**What to do**
Render part of the data below as a Markdown table with the columns Row and Text, starting with the line containing "Q: Can you identify where the stair" and going on through the line containing "43 0 640 398". Give each line its own numbered row, and leave out any blank lines.

↓

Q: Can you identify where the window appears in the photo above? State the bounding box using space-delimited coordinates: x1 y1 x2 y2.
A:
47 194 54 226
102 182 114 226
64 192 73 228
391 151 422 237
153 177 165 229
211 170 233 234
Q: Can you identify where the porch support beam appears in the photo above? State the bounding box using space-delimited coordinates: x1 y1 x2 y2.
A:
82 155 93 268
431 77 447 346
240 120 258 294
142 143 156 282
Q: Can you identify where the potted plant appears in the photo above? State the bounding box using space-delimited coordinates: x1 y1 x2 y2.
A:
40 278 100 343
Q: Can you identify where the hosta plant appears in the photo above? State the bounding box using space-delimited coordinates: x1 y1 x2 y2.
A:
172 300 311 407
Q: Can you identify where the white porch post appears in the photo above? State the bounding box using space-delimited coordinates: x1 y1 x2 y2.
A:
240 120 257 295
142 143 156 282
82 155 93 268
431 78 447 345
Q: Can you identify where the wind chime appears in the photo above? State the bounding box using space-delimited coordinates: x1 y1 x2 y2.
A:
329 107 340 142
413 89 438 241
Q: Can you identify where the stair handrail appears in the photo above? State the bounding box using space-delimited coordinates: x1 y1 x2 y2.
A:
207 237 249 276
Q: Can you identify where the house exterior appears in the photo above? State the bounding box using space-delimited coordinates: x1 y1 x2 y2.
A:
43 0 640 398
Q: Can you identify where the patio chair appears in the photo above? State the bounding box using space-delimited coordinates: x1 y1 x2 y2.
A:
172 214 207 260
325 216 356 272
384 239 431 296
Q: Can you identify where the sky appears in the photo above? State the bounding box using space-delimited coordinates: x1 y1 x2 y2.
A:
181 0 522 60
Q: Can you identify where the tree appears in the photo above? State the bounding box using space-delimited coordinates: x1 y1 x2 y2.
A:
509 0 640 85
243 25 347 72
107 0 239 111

↑

**Solution to this task**
| Row | Text |
|---|---|
| 1 | Q: Can you identify where the stair handrail appears in the photo above? State the bounding box using space-delimited coordinates: x1 y1 x2 y2. |
| 2 | A: |
| 3 | 207 237 249 276 |
| 4 | Q: Can you identify where the house exterior appears in the photo above? State the bounding box using space-delimited coordinates: x1 y1 x2 y2. |
| 5 | A: |
| 6 | 43 0 640 398 |